What the exercise asks:
Repeat everything from the start of the data down through the line containing "[106,210,514,365]", substituting "party of diners" for "group of diners" and changing nothing else.

* * * *

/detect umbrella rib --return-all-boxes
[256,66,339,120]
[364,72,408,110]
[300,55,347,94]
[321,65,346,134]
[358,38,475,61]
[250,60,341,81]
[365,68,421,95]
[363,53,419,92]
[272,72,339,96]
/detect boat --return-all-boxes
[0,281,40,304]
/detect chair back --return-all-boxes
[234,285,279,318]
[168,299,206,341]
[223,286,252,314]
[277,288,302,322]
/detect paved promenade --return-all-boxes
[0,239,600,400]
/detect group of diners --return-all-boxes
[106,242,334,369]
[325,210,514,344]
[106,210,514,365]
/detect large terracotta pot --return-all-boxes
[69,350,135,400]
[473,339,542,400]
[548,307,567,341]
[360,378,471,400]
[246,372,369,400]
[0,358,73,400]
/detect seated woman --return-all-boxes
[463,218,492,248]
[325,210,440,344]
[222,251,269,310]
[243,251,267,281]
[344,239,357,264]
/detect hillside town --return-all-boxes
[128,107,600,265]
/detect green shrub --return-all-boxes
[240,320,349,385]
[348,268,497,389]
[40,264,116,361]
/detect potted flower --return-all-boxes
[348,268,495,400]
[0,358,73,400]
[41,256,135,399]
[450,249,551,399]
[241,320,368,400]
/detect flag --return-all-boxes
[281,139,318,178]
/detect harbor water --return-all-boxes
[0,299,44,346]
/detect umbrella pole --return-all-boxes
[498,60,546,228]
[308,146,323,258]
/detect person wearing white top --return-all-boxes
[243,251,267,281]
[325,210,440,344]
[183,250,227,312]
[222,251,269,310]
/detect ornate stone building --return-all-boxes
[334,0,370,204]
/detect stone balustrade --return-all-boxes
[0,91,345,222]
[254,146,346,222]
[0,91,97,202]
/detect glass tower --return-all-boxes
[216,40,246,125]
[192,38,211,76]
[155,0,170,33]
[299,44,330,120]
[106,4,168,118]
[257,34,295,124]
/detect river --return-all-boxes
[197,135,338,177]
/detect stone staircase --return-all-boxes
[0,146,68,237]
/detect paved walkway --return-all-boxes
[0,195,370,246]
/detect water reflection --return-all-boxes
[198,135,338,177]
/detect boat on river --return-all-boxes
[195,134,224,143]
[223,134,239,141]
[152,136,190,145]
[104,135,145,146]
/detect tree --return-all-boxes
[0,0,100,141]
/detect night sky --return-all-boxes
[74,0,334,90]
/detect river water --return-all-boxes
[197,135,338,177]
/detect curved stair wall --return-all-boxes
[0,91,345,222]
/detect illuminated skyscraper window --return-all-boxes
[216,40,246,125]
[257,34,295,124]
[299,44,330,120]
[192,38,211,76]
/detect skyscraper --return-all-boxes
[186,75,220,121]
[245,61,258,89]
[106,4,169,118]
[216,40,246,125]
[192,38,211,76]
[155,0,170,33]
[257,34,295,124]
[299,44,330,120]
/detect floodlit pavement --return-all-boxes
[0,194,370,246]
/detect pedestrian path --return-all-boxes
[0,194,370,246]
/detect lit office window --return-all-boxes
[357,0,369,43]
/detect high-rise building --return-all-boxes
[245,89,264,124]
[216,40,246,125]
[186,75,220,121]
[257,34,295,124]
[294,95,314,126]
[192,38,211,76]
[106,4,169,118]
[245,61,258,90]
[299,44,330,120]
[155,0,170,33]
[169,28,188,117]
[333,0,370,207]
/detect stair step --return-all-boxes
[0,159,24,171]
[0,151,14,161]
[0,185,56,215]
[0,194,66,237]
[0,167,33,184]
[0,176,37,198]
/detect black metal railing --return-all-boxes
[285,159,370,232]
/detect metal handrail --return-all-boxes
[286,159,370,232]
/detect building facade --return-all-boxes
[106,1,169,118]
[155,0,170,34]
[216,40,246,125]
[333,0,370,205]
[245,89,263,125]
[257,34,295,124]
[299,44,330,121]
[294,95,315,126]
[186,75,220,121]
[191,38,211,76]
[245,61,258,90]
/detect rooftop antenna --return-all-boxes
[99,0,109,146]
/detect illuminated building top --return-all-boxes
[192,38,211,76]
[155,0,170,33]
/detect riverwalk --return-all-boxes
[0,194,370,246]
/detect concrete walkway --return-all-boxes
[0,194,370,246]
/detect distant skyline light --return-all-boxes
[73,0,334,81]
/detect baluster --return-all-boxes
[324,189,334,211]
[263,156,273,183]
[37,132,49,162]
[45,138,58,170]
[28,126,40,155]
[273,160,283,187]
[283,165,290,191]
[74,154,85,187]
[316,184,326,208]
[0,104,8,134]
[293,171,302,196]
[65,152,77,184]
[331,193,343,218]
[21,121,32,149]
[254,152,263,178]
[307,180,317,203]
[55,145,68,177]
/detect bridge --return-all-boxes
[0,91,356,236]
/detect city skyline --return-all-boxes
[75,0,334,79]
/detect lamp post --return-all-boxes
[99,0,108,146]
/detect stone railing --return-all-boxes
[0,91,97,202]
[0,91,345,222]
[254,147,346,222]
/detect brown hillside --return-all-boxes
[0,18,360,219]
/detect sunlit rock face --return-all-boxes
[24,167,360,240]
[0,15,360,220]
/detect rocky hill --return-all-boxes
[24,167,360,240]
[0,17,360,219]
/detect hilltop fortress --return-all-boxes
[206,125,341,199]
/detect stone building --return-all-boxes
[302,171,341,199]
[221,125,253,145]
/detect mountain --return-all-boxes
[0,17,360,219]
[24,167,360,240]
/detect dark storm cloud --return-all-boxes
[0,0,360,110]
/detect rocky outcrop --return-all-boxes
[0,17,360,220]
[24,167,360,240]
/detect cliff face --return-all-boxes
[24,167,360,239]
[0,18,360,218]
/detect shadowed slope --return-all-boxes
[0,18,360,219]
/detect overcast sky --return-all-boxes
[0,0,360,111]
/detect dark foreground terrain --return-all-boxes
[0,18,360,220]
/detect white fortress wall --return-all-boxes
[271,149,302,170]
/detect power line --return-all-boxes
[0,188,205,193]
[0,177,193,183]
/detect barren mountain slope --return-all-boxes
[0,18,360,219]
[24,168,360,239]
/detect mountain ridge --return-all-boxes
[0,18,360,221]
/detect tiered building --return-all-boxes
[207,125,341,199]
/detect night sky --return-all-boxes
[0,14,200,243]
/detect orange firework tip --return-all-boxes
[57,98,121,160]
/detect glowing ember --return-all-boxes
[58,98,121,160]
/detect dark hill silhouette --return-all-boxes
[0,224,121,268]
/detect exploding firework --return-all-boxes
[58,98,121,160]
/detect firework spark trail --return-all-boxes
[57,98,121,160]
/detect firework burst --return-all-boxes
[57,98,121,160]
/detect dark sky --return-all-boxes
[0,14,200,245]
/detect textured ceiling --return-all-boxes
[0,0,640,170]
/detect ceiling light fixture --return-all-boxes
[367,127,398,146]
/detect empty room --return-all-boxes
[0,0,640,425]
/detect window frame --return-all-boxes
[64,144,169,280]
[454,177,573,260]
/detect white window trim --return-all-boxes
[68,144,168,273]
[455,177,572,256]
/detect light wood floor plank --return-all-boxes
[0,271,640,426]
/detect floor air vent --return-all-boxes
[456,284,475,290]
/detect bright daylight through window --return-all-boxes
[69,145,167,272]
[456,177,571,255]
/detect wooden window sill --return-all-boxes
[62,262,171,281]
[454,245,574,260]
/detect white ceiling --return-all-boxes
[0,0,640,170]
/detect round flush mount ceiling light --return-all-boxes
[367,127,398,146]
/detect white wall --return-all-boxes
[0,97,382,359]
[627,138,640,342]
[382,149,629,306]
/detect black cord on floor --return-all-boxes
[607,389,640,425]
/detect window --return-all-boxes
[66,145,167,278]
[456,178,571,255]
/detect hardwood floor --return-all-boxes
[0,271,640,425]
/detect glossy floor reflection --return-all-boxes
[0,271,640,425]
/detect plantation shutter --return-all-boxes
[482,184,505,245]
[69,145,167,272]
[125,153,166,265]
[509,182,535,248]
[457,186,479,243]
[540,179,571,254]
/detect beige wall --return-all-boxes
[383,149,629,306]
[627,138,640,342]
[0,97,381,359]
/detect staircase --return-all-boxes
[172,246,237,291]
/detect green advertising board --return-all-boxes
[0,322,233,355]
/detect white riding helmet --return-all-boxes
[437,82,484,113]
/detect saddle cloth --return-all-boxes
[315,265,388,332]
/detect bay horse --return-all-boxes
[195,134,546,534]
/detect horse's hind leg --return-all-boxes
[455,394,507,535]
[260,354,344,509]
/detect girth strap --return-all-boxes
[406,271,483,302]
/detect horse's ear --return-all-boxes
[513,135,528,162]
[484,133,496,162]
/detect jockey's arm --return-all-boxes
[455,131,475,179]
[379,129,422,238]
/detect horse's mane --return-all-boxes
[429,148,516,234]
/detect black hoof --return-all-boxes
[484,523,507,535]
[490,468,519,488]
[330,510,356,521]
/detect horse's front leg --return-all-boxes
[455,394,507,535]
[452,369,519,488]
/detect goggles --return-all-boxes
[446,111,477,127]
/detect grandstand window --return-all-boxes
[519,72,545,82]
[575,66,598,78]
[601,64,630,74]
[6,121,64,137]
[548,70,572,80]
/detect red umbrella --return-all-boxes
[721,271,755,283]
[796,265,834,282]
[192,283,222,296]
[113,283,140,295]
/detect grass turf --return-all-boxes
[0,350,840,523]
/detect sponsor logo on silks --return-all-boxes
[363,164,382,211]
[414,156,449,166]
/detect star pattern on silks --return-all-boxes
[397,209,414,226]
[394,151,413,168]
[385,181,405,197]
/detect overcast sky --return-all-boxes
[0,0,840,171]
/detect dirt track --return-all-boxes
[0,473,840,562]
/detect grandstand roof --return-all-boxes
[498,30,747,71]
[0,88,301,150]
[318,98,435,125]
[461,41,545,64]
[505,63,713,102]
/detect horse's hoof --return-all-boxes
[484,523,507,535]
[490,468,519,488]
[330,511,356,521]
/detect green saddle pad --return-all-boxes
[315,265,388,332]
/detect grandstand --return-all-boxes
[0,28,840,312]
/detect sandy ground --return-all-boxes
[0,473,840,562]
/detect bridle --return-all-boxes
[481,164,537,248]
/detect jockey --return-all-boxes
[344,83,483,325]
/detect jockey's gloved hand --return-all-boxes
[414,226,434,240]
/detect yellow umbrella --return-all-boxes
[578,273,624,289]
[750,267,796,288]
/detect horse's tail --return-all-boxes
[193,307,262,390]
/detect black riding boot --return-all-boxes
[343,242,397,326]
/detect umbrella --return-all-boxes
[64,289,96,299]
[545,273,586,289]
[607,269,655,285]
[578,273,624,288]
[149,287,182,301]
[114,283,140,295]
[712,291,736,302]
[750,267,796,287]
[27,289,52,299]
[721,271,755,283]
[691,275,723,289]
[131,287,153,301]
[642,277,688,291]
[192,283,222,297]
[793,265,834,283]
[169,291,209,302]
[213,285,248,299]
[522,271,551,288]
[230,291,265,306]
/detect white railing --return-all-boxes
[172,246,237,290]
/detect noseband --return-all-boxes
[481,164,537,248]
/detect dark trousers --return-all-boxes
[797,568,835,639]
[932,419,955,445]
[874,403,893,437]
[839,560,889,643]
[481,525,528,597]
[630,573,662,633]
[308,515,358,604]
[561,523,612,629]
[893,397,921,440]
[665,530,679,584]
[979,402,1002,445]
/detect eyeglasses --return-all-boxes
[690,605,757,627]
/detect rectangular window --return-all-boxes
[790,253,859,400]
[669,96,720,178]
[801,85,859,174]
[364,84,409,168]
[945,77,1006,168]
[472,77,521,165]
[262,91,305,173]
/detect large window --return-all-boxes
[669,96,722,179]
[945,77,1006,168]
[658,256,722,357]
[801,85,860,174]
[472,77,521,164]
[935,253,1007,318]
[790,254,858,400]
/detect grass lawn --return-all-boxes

* * * *

Correct answer:
/detect umbrella rib --return-all-boxes
[256,66,339,120]
[364,72,408,110]
[300,55,347,94]
[321,65,346,134]
[358,38,475,61]
[250,60,341,81]
[365,68,421,95]
[363,53,419,92]
[272,72,339,96]
/detect boat --return-all-boxes
[0,281,40,304]
/detect chair back --return-all-boxes
[234,285,279,318]
[168,299,206,341]
[223,286,252,314]
[277,288,302,322]
/detect paved promenade --return-all-boxes
[0,239,600,400]
/detect party of diners --return-all-boxes
[106,242,334,369]
[325,210,514,344]
[106,210,514,365]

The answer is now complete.